### Exercise prompt:
Reproduce the records below verbatim, from the start through the line that contains "column 81, row 78".

[Stored data entries]
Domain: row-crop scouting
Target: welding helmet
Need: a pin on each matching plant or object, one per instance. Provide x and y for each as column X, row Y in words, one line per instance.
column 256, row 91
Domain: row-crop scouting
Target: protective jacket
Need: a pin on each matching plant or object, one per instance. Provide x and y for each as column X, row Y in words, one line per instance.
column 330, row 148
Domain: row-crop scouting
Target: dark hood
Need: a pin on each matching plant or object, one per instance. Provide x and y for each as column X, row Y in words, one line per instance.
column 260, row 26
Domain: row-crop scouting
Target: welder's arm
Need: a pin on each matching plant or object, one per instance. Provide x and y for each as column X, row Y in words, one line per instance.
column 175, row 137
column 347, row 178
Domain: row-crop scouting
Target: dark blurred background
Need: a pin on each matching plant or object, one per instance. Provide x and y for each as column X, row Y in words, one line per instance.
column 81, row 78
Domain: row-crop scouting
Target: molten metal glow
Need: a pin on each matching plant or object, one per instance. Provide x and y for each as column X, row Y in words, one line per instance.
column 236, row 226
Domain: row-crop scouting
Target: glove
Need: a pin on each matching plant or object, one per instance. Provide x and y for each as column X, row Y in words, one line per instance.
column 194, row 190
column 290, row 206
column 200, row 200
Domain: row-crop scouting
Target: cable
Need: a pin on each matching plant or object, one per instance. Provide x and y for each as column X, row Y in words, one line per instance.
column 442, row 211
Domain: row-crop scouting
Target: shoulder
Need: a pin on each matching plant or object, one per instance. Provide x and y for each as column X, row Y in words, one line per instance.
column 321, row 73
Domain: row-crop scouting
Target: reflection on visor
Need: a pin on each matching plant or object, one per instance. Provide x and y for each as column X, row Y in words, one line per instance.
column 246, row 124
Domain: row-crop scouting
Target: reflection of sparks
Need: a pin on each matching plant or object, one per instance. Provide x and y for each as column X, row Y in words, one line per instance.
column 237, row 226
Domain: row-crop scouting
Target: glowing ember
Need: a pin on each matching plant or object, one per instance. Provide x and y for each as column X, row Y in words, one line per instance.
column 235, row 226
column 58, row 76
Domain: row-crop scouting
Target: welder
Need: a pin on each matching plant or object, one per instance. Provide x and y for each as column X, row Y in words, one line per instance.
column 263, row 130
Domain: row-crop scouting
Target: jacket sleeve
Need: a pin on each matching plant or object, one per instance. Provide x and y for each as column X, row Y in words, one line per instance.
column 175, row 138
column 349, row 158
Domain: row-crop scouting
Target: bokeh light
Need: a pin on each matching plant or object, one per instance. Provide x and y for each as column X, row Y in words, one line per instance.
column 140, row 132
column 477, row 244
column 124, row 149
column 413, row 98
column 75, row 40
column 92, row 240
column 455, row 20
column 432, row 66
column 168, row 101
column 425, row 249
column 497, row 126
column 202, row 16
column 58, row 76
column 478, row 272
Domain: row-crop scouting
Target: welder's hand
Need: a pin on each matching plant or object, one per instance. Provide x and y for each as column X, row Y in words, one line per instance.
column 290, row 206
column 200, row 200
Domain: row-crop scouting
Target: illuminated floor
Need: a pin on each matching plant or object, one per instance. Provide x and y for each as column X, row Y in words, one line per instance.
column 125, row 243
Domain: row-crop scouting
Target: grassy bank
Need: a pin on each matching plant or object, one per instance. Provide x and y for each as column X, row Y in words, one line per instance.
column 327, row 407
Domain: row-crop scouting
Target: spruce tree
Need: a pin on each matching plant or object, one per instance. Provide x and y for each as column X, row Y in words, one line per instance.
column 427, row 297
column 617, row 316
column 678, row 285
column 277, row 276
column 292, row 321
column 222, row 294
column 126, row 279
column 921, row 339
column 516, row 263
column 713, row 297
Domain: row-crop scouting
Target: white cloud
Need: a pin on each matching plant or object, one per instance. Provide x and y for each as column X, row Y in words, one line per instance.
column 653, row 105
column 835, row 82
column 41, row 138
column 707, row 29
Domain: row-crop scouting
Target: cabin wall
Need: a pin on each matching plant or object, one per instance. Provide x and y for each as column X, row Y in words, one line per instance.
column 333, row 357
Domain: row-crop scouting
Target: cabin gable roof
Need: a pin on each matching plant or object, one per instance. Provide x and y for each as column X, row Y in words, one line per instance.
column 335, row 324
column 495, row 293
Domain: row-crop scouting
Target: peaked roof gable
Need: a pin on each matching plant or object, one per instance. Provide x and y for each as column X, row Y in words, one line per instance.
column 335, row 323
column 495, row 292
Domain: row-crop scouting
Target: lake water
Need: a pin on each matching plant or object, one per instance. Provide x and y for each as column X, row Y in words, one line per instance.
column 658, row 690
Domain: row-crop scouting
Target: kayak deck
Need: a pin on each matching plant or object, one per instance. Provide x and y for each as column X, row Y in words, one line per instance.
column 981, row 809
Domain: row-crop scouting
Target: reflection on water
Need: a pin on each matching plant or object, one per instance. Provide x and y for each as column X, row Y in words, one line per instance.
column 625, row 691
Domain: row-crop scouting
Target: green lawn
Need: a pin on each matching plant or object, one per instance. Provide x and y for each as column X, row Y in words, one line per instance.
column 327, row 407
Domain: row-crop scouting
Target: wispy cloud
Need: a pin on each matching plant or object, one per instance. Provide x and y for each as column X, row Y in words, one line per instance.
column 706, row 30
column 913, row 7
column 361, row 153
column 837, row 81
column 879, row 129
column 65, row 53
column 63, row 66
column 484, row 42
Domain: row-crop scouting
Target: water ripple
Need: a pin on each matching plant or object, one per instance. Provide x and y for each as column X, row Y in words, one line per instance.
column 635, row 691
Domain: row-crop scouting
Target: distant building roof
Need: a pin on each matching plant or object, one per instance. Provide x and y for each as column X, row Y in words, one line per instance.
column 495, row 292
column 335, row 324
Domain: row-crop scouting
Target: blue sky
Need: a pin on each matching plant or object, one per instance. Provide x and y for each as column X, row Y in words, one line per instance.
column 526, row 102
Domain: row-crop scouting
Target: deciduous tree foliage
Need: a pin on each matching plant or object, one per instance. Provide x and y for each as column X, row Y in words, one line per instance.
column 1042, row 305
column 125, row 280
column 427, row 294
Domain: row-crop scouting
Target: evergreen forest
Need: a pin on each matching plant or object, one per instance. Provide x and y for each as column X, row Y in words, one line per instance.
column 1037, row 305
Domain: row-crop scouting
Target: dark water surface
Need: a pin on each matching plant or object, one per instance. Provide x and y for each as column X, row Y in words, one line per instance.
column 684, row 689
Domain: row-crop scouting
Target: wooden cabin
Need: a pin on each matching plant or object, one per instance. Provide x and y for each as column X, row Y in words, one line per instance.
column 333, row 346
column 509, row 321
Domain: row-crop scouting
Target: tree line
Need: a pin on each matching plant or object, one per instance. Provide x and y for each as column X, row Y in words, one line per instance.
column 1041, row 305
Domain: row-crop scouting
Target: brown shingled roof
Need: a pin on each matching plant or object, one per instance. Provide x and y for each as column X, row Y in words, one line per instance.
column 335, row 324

### Exercise answer:
Domain: row-crop scouting
Target: welding helmet
Need: a pin on each matching plant or object, one per instance. Provide x and y for each as column X, row Y in words, one line per instance.
column 256, row 91
Domain: row-crop scouting
Target: protective jacket
Need: a pin on each matching plant or object, one per instance. Provide x and y for each as column X, row Y in words, one line per instance.
column 330, row 148
Domain: row-crop scouting
Target: dark hood
Need: a pin on each matching plant or object, one per instance. Provide x and y for each as column X, row Y in words, one line per instance.
column 260, row 26
Domain: row-crop scouting
Target: welder's arm
Need: a pin on each matching plant or object, one per instance. Provide x and y for each as column X, row Y in words, one line per instance.
column 175, row 137
column 347, row 178
Domain: row-crop scouting
Target: dark blurred background
Need: a pin on each matching plant or object, one per instance. Provide x and y for each as column X, row Y in words, one line per instance.
column 81, row 78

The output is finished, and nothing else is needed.